|
Dawid
Waszak to młody autor opowieści grozy, który debiutuje na naszym
rynku dość nietypową książką, jak na polskie realia. „Narodziny
Zła” to spojrzenie na problemy ludzi, którzy nie potrafią
poradzić sobie z nieprzewidywalnym, brutalnym i nie do końca
oczywistym zachowaniom najbliższych lub tych których znamy.
Autor przedstawia losy Stevena, zamkniętego w sobie chłopaka,
który znosi poczynania bezlitosnego ojca. W domu dochodzi do
licznych pobić, gwałtów. Steven przygląda się temu wszystkiemu.

********************

*TREŚĆ POLECENIA*
Jak ma na imię zamknięty w sobie chłopak, którego losy przedstawia autor w tekście do przeczytania?

*WIERSZE ZBIORU DANYCH*
********************

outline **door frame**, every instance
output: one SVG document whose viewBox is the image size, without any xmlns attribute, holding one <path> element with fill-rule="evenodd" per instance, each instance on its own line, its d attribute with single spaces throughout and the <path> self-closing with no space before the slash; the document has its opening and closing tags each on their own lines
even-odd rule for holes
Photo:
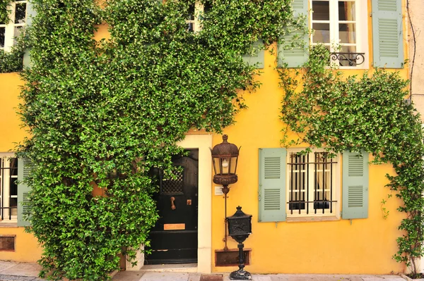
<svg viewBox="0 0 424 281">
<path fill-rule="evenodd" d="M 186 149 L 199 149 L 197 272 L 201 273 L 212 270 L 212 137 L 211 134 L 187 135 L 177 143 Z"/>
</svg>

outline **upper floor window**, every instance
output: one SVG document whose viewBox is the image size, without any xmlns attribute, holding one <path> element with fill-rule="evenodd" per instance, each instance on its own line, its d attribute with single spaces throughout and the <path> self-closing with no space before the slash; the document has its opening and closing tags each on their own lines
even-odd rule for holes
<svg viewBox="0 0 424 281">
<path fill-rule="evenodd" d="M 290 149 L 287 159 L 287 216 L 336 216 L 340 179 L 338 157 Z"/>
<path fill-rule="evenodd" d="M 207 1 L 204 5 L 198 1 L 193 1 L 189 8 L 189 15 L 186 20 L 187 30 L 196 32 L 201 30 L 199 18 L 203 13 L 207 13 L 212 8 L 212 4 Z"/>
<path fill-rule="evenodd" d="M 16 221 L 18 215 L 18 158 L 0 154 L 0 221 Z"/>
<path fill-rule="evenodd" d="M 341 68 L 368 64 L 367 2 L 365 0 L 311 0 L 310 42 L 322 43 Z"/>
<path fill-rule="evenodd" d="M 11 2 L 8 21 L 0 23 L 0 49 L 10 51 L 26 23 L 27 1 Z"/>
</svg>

********************

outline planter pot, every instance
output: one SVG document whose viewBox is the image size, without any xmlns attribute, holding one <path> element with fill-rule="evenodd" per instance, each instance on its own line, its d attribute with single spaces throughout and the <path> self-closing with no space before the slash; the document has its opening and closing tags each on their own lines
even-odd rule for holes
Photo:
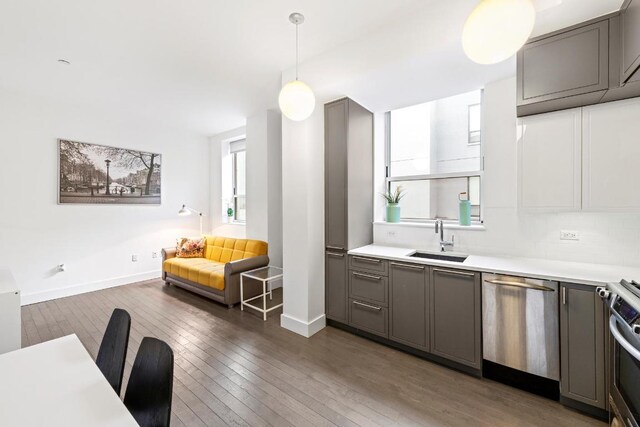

********************

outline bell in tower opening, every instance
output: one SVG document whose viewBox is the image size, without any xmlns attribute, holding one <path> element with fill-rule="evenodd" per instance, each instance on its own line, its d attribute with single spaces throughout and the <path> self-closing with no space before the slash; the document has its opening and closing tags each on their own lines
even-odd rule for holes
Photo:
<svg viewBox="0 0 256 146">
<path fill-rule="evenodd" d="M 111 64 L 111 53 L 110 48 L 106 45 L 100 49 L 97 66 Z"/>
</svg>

********************

*WYKONANE ZADANIE*
Steven.